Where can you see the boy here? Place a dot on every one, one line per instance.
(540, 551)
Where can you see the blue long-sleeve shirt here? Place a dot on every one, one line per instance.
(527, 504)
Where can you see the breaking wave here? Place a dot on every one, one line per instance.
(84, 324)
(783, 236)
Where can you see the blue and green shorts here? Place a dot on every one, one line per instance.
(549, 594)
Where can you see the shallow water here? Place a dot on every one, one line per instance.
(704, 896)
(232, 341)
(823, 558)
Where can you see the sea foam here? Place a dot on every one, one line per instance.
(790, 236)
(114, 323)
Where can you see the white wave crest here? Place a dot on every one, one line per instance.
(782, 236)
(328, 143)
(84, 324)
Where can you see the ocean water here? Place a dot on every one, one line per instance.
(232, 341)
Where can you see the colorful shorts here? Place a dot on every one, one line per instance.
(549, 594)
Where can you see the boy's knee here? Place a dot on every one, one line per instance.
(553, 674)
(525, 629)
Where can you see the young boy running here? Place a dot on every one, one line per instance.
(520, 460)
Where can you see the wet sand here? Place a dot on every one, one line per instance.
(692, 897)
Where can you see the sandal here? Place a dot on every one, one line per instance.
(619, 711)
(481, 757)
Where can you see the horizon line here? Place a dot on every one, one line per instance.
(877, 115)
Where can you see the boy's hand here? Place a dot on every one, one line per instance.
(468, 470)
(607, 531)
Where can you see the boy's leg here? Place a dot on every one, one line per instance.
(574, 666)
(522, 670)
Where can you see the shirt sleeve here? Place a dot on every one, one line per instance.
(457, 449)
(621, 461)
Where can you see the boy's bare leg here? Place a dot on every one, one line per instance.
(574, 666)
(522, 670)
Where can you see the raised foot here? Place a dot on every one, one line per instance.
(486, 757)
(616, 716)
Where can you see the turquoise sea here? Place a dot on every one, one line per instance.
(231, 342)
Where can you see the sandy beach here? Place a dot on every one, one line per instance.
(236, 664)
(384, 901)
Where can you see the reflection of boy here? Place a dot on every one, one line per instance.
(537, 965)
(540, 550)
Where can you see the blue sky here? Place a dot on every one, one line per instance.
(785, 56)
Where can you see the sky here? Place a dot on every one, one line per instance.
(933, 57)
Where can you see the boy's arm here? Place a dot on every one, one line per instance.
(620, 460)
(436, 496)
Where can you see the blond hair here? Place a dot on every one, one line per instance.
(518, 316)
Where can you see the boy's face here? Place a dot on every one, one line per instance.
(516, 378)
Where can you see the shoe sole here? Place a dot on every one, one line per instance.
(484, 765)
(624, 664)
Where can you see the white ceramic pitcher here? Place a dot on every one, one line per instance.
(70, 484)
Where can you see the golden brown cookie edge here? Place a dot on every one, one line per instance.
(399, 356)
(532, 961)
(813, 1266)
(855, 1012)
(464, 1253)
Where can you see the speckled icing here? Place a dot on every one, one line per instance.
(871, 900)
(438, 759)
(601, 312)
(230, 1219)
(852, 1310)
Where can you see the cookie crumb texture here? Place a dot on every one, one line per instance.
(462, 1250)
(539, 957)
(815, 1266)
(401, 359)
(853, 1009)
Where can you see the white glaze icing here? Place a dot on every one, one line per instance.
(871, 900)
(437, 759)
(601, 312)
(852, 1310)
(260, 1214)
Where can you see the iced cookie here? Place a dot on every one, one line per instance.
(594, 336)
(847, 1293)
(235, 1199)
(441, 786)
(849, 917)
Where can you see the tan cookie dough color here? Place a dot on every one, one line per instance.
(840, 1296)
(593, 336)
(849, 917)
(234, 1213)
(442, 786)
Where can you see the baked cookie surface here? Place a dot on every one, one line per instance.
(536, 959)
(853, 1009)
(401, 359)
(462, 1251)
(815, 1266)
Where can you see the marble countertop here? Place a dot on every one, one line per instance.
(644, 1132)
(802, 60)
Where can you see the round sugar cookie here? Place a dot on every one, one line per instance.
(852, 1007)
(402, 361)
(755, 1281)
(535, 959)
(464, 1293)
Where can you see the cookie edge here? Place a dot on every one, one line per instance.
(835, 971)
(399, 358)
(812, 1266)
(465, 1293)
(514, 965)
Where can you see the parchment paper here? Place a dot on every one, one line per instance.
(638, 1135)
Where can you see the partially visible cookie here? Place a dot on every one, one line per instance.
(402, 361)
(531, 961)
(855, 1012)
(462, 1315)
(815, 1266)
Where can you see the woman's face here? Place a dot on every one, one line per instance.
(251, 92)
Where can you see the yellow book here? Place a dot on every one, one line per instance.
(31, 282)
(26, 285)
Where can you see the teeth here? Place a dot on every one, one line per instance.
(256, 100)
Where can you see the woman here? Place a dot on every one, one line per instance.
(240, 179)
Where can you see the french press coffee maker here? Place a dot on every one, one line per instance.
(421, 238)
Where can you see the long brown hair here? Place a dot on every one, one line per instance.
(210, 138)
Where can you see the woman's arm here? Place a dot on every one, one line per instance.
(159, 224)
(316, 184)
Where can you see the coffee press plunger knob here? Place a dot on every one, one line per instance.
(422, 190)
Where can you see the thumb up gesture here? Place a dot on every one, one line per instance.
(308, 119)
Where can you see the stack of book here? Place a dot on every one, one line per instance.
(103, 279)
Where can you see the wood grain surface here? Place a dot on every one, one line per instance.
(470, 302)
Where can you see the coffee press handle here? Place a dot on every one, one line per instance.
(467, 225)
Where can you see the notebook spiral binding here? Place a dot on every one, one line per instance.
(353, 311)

============================================================

DIRECTIONS >> Starting at the line that contains "Where can you see the coffee press handle" and ending after the last line above, write out every one of these lines again, including the lines that ask where things are. Multiply each coordinate in the answers by 1.1 and round it to a whole number, with halves rounded up.

RESULT FOR THIS EXERCISE >>
Where can you see the coffee press handle here? Place a dot on every one, one line per instance.
(514, 248)
Where can you see the notebook spiral binding here? Place a dot on every one, one line per instance.
(388, 342)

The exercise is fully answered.